— Start of DATA FOR THE TASK —
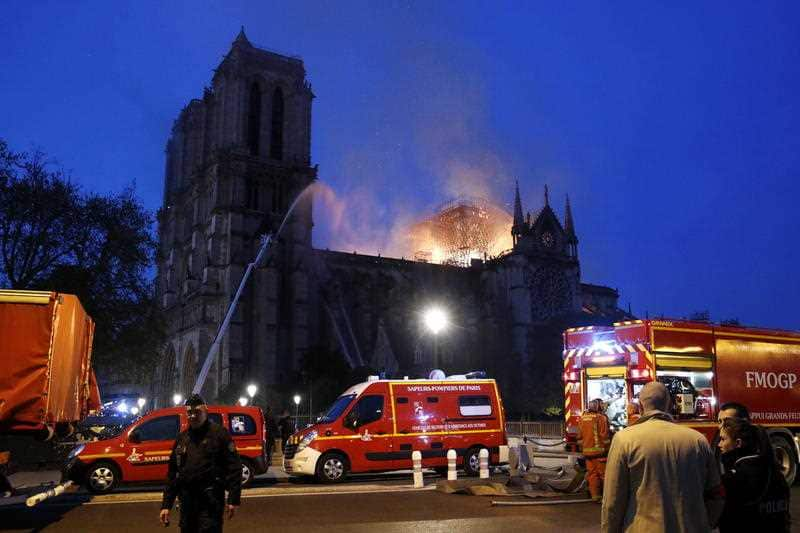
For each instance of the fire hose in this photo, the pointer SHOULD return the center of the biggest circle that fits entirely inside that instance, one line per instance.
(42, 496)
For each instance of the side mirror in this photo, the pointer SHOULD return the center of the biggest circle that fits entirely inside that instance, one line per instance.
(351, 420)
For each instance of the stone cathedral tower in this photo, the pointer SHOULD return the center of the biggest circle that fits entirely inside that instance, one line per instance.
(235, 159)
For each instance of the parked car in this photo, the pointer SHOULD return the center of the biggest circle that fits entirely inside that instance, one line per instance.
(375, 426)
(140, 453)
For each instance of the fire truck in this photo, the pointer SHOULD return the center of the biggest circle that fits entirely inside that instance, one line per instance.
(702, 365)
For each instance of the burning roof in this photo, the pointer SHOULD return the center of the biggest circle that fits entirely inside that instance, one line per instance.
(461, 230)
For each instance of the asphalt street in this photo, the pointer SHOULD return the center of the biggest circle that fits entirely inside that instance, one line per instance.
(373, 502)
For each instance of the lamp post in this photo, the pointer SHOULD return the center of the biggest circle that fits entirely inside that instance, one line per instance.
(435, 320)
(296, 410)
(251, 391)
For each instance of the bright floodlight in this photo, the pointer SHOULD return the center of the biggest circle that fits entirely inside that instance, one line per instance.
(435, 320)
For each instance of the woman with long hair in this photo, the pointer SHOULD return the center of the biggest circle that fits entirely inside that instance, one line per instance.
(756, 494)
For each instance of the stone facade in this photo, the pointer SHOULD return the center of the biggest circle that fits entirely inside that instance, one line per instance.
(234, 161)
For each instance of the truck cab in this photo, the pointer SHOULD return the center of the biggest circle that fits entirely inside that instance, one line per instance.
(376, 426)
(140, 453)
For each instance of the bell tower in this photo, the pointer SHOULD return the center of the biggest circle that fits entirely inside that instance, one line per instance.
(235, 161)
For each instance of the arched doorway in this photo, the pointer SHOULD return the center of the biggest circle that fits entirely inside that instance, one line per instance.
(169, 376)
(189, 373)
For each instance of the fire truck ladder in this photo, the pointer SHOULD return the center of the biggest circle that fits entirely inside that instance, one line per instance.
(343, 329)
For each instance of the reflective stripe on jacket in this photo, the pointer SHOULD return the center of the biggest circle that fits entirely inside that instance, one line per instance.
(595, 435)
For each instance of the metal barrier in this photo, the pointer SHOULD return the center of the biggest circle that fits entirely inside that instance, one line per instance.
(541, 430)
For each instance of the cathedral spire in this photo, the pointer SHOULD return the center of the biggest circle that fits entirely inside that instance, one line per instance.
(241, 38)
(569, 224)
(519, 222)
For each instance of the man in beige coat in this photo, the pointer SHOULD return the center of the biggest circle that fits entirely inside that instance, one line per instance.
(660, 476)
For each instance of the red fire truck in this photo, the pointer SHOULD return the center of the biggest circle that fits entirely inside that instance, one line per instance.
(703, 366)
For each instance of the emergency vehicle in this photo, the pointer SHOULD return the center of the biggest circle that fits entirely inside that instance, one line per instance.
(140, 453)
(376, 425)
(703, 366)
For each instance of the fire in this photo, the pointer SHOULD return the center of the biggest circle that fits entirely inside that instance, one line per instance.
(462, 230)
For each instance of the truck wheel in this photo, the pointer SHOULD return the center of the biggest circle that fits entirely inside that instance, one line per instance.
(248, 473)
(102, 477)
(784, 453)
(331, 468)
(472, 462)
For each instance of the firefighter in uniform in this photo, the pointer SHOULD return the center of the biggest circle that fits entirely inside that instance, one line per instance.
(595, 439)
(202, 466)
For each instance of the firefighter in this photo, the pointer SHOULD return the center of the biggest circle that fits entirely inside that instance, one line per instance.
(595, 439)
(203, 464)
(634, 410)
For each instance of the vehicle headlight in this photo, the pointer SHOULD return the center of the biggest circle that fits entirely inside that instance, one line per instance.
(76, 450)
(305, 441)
— End of DATA FOR THE TASK —
— Start of DATA FOR THE TASK —
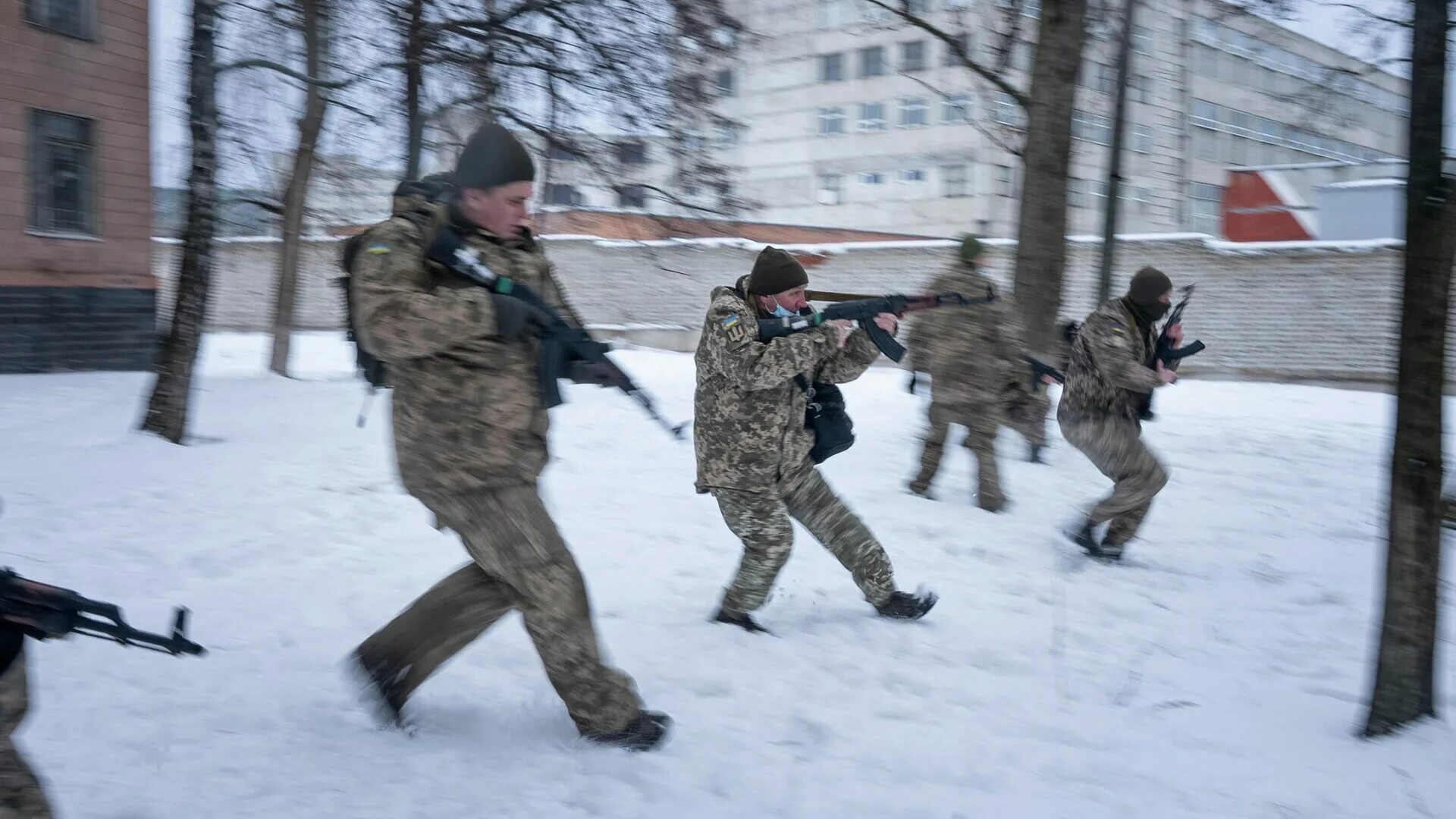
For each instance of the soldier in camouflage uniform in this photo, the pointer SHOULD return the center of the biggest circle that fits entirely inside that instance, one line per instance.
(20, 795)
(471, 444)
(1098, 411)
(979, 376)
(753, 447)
— End of DATA FOR THE TASK —
● EXERCISE DIRECTIONS: State how many of the lines above contain the word "cathedral", and give only that number.

● TASK SOLUTION: 2